*** Text block Section Begins ***

Rabbi: Organ donations OK without dead's consent

Arusi, municipal rabbi of Kiryat Ono, proposes radical new approach to issue of organ donation.

Heart transplant 370 (photo credit: Thinkstock)
Heart transplant 370
(photo credit: Thinkstock)
Rabbi Ratzon Arusi, the municipal rabbi of Kiryat Ono and a member of the Council of the Chief Rabbinate, has proposed a radical new approach to the issue of organ donation.
Instead of requiring the consent of a potential donor or their family, the decision would be put in the hands of rabbinical courts that would establish whether or not the potential donor has died and thereby determine when to allow a hospital to remove the useable organs.
Arusi laid out his ideas in Tchumin, an annual publication produced by Machon Tzomet on issues concerning Jewish law in conjunction with contemporary matters of science, society and the state.
According to Arusi’s proposals, the rabbinate would establish rabbinical courts in every hospital, which would deal with every case of potential organ donors.
The court would establish when “irreversible damage” to the brain stem has occurred, a status accepted by many rabbis as the halachic definition of death, and the hospital would then recommend whether or not to remove the organs for transplant.
The state considers brainstem death to be actual death for all legal and other purposes.
Most rabbis agree that this definition is in accordance with Jewish law, although some in the ultra-Orthodox community – including Rabbi Yosef Shalom Elyashiv, the leading figure of the haredi community – argue that cardiac death is the defining criteria.
Israel has a low rate of organ donation compared to other Western countries, although numbers have been increasing as of late.

*** Text block Section Ends ***

• [What this exercise asks]
**A)** Repeat the organ donation article word for word, beginning at the words "Heart transplant 370 (photo" and stopping after "and the state.".
**B)** Carry on the organ donation article, picking up after its last sentence.

*** Excerpted records Section Begins ***

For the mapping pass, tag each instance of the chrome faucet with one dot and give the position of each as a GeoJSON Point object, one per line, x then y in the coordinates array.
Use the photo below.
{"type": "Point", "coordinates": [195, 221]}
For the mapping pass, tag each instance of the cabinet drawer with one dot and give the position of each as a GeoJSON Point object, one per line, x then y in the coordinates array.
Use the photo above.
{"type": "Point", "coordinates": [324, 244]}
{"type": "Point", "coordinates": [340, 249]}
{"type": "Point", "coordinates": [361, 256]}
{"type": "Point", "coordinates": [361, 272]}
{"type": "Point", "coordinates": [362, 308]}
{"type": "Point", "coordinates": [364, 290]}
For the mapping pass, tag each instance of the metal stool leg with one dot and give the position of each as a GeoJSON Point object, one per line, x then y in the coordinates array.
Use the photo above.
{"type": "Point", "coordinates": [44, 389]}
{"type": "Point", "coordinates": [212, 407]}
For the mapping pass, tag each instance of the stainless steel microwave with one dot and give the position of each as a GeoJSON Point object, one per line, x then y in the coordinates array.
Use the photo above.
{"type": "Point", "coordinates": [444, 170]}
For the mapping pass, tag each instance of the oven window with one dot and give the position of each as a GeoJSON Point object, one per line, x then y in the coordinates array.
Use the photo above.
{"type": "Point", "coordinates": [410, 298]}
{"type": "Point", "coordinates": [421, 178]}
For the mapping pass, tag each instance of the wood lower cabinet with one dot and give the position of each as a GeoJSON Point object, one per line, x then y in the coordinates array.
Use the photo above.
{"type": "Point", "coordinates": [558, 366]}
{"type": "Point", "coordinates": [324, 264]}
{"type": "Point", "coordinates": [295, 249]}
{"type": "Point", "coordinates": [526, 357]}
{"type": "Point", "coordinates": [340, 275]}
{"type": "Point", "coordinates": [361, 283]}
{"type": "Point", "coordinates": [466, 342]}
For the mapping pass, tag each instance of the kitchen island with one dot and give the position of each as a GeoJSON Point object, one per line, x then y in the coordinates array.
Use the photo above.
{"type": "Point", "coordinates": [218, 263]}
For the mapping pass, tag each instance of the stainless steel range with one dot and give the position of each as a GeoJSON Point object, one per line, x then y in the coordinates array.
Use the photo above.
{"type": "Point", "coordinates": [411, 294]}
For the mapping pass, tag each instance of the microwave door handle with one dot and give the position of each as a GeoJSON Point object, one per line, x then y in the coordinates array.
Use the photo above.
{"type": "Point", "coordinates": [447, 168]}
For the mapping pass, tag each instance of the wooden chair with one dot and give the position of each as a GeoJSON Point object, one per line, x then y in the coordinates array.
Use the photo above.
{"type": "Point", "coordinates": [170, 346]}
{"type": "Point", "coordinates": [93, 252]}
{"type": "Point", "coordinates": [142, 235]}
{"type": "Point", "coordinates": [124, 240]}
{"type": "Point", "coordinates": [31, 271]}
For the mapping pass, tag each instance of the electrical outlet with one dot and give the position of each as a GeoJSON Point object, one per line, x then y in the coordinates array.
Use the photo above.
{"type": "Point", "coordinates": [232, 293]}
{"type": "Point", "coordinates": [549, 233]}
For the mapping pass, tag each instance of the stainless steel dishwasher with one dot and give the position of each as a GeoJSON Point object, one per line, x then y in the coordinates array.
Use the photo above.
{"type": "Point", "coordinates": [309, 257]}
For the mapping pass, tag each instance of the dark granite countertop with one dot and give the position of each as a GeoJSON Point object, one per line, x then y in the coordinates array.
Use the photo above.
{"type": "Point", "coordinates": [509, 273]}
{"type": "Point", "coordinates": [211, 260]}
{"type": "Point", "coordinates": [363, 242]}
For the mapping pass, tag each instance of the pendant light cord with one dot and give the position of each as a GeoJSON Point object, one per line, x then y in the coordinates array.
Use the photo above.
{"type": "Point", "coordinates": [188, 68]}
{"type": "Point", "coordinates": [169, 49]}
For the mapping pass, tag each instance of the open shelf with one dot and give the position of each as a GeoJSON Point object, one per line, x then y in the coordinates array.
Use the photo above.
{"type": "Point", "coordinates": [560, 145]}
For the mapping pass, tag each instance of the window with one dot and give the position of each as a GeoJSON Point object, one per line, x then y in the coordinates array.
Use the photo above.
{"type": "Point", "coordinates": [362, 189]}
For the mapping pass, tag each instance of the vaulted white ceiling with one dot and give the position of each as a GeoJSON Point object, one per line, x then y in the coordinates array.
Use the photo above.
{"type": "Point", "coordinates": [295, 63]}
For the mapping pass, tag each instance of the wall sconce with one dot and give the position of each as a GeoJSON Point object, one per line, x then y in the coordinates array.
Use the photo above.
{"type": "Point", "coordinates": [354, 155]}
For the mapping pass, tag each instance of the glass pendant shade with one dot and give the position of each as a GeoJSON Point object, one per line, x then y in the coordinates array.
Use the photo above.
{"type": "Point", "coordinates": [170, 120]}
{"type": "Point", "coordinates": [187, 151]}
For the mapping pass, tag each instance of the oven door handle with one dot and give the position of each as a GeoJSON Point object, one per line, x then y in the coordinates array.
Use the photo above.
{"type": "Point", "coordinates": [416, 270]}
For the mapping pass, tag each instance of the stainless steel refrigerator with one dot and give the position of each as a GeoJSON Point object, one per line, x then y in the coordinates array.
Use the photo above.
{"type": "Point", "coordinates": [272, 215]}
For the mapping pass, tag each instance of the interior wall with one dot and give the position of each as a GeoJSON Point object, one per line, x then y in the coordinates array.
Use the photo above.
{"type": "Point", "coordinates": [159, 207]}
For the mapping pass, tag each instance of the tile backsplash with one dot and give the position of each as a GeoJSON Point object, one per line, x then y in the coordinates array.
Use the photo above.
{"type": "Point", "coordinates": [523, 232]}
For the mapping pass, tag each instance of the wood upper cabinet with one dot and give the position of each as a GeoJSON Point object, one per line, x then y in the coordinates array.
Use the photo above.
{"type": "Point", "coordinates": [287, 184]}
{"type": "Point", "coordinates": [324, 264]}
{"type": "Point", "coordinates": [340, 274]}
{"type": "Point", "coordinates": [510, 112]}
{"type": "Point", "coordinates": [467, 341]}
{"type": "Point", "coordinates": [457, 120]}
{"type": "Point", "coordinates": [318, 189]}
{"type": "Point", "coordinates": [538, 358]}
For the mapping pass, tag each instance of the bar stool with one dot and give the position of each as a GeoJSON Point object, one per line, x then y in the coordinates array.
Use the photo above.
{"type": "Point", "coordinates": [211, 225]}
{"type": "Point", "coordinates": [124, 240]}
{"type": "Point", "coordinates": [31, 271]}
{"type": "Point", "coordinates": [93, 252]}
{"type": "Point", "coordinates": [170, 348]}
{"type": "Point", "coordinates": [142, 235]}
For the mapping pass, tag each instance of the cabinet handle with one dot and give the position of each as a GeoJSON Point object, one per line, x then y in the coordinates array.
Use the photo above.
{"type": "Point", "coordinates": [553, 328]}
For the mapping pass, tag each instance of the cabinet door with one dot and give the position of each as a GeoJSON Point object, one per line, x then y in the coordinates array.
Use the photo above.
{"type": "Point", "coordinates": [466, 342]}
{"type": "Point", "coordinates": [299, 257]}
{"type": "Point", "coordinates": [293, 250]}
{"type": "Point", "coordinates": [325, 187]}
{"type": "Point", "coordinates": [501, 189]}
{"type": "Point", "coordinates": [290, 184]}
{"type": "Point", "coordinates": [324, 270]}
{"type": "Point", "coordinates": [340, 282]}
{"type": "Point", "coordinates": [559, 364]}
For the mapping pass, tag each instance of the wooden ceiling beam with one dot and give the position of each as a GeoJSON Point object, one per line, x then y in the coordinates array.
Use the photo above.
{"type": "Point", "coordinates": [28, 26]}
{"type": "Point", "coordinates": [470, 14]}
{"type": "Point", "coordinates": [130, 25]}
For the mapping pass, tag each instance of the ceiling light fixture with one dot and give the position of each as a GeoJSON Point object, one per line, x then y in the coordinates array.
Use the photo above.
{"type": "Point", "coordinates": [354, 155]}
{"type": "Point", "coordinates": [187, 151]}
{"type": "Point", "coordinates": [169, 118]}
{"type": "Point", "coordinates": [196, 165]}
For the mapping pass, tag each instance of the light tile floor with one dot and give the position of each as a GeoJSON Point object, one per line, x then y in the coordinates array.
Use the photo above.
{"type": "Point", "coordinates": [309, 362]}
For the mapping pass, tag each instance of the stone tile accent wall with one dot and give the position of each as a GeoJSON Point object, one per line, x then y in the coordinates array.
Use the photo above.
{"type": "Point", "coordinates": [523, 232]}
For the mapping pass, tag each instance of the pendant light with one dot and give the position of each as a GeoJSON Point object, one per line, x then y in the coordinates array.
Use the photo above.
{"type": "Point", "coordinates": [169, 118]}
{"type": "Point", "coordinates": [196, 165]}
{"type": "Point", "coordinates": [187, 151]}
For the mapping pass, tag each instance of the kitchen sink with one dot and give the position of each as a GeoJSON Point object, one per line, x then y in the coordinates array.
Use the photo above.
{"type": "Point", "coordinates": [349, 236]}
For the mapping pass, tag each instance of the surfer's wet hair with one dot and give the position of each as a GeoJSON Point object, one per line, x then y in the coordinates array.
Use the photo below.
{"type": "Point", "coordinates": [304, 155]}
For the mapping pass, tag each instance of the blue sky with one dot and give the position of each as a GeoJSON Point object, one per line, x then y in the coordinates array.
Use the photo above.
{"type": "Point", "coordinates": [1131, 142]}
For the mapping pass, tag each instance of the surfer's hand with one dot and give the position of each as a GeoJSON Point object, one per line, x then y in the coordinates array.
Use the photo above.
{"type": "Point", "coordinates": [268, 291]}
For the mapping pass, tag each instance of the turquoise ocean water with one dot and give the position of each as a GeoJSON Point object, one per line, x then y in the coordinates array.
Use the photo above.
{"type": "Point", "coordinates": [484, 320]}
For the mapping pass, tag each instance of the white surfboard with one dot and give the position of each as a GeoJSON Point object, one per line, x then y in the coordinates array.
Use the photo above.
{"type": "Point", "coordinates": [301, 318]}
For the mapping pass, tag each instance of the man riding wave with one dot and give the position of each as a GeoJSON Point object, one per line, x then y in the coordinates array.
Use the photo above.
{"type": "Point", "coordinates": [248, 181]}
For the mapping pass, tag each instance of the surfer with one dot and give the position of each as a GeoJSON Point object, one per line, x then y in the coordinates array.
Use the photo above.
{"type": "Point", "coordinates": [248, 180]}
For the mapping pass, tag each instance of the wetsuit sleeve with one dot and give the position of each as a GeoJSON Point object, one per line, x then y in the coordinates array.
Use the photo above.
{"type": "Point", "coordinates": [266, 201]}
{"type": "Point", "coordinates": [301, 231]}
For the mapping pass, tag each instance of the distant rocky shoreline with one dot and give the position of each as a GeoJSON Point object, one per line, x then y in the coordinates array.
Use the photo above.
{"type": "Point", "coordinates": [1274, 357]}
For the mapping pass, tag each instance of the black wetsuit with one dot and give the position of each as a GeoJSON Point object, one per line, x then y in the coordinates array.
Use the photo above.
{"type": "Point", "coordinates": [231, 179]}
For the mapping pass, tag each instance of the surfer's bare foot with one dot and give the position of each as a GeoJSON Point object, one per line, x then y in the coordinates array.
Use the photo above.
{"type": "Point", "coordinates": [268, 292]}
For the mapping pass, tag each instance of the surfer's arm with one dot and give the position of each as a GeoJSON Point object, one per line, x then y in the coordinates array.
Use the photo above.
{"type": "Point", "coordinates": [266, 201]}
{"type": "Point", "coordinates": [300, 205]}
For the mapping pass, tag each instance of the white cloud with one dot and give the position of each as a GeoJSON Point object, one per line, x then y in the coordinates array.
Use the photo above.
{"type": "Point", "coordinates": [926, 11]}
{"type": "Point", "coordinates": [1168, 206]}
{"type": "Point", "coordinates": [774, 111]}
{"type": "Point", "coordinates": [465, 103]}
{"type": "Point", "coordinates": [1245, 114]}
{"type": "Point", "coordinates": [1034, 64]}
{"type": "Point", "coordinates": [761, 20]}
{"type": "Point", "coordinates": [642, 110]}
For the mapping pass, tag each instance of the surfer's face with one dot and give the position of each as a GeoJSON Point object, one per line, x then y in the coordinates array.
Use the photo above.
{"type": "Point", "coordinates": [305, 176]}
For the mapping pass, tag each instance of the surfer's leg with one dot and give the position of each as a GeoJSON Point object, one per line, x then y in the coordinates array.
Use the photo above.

*** Excerpted records Section Ends ***

• [Answers given]
**A)**
Heart transplant 370 (photo credit: Thinkstock)
Heart transplant 370
(photo credit: Thinkstock)
Rabbi Ratzon Arusi, the municipal rabbi of Kiryat Ono and a member of the Council of the Chief Rabbinate, has proposed a radical new approach to the issue of organ donation.
Instead of requiring the consent of a potential donor or their family, the decision would be put in the hands of rabbinical courts that would establish whether or not the potential donor has died and thereby determine when to allow a hospital to remove the useable organs.
Arusi laid out his ideas in Tchumin, an annual publication produced by Machon Tzomet on issues concerning Jewish law in conjunction with contemporary matters of science, society and the state.

**B)**
According to the Global Observatory on Donation and Transplantation, Israel’s rate of transplanted organs in 2010 was 31 per million people, compared to 91 in Austria, 90 in the US, 72 in France, 64 in the UK and 62 in Germany. Jordan, Iran and Turkey all have higher rates than Israel. However, a 60- percent increase in Israeli organ donation was recorded in 2011.
According to Arusi’s plan, the rabbinical courts would be able to remove organs for donation even if the deceased had never signed a organ donor card and even if the family of the deceased objects. They would also ensure that the organ removal be conducted respectfully and that the deceased be taken for burial immediately, he said.
According to the rabbi, who also serves as the representative of the Chief Rabbinate on the steering committee of the National Transplant Center, when a patient’s life is in danger, it is halachically permissible to transplant organs from a deceased person in order to save the endangered patient’s life, and a rabbinical court has the ability and authority to rule on the issue.
“One must be extremely careful about the commonly held view that a man is the owner of his own body,” Arusi said.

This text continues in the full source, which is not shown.